* start Text excerpt *

First things first The Film Experience is doing a week-long-ish John Waters retrospective, and last night my piece on my favorite JW flick of them all, 1974's Female Trouble, went live -- grab some chips, lady, and read it here! It's also John's favorite of his films! And he is correct, per usual. Thing is, the piece I wrote came out more serious than I expected -- it's a lot about the film's debts and indignities with regards to Andy Warhol.
And I think every word I say there is true! But I also just sorta wanna have some fun with Female Trouble, as long as we're here. It's the single most quoted-by-me movie of all-time -- there isn't a week that passes without one of this script's many outrageous bon-mots passing my lips. Back in 2009 I already did a list of five favorite exchanges from the movie, but I feel as if I can continue on in that vein, given I don't think there's a single unfunny line in the entire movie. But I'll broaden the scope a little, and give you...
10 Favorite Supporting Characters in Female Trouble
Margie Skidmore as School Snitch
"Now they're threatening me, these awful cheap girls.
My mother told me to report this kind of thing.
I'm trying to get an education."
"It's just a skirt and sweater."
"Is it a fishing rod???"
"I'm sure, Miss Thing, I'm sure.
Pretzels give you plaque."
Dribbles : How's your little girl?
Why don't you bring her in here more often?
Sally : Why? So you can undress her with your eyes?

* end Text excerpt *
* start Data supplied *

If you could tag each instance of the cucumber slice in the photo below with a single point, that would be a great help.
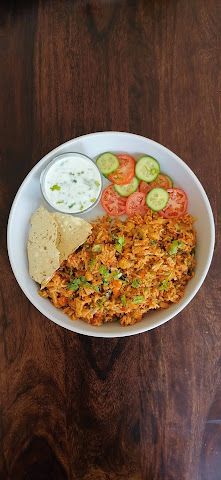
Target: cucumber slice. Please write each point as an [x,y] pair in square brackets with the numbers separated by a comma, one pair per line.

* end Data supplied *
* start Data supplied *

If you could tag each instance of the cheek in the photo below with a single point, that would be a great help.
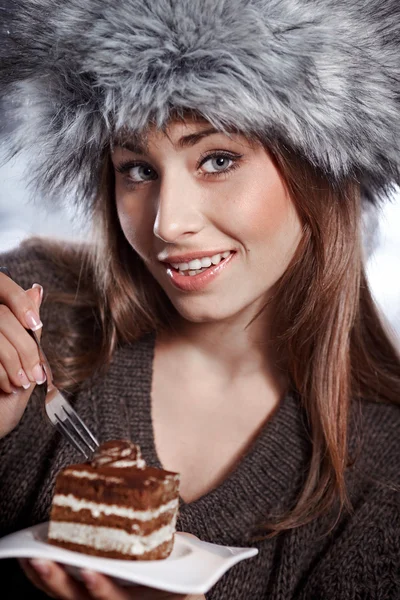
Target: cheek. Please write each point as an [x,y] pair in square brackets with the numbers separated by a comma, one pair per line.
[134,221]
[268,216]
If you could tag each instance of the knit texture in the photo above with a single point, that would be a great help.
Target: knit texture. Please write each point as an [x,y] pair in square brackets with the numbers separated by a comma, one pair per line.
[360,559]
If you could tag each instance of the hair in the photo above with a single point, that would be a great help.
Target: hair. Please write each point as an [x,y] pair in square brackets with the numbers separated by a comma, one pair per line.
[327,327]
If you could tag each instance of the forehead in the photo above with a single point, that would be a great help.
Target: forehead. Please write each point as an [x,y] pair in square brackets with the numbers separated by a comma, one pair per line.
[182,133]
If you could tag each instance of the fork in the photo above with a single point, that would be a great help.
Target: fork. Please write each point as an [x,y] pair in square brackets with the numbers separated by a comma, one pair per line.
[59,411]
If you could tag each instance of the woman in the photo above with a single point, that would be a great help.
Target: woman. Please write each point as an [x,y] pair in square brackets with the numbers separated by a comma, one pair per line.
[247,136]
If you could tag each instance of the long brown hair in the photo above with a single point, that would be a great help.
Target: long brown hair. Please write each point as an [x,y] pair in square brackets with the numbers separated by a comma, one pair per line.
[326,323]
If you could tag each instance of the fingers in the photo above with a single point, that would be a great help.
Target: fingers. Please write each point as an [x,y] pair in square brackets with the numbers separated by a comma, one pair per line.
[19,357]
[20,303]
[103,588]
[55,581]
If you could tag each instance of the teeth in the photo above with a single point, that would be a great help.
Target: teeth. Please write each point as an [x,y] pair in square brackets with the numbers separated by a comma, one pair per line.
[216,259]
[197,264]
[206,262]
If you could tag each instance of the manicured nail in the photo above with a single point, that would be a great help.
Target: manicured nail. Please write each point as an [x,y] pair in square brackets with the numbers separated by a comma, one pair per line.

* end Data supplied *
* start Data supplied *

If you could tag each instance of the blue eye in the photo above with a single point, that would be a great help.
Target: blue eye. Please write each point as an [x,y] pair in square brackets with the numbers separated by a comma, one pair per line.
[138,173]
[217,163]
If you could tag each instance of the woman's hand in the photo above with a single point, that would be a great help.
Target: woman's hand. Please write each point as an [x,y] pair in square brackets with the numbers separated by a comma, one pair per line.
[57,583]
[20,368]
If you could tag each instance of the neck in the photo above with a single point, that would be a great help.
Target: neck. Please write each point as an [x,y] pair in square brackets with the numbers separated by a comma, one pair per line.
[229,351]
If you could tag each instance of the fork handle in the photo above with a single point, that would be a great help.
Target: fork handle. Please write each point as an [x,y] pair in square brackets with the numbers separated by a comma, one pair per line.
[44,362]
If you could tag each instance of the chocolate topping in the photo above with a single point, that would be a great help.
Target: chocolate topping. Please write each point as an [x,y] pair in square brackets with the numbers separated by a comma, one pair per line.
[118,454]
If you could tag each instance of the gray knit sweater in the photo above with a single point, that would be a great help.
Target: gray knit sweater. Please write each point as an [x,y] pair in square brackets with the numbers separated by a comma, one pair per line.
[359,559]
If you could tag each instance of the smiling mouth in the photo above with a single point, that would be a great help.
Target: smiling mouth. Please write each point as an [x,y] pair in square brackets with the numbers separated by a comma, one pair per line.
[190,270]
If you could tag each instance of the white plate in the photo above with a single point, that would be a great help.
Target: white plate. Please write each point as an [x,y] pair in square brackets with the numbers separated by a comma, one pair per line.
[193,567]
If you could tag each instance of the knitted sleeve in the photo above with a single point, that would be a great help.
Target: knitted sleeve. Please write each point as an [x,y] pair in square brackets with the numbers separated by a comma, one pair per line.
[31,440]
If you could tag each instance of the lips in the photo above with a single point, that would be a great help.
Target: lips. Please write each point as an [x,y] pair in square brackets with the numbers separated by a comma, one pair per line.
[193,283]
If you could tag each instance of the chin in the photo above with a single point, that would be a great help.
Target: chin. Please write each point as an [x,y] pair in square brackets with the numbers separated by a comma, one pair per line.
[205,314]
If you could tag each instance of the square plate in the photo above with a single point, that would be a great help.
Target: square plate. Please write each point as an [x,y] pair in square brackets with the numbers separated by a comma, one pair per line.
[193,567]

* end Data supplied *

> **Required task A**
In the Female Trouble post, what did the writer put together back in 2009?
> **Required task B**
Explain why the writer of the Female Trouble post wants to write about the film again after the piece for The Film Experience.
> **Required task C**
Please extend the Female Trouble post from its last line.

> **Expected answer A**
A list of five favorite exchanges from the movie.

> **Expected answer B**
That piece came out more serious than the writer expected and dealt mostly with the film's debts and indignities with regard to Andy Warhol. The writer also wants to have some fun with Female Trouble, their most-quoted movie, in which they think no line is unfunny.

> **Expected answer C**
For Christ's sake she's only six years old.
Dribbles : I know, but I just like to play with her.
I wish I was a little girl.
Sally: Well throw a goddamn penny in a fountain and
make a goddamn wish and maybe it'll come true.
"Just cuz we're pretty everybody's jealous."
"She has a face of an old woman."
"Just cuz you got them big udders
don't mean you're somethin' special."
Wink: I'm getting a hard-on! Beauty always gives me a hard-on!
Donna Dasher : Aim it the other way then, Wink. You know how I detest organs. Beauty has absolutely nothing to do with that word, that thing you have hanging there like an
obscene pickle. Spare me your anatomy.
------------------------------------
As made patently clear by that last exchange, not including quotes from the characters I consider more than "Supporting" in Female Trouble -- Divine as Dawn Davenport obviously, along with her daughter Taffy (Mink Stole), her neighbor Aunt Ida (Edith Massey), and her benefactors Donald and Donna Dasher (David Lochary and Mary Vivien Pierce) -- proved a challenge! But one this movie proved more than up to. That said when it comes to the Major Characters I could do a list of ten favorite lines from each and every single one of them, individually.
"Krishna is love, Mother."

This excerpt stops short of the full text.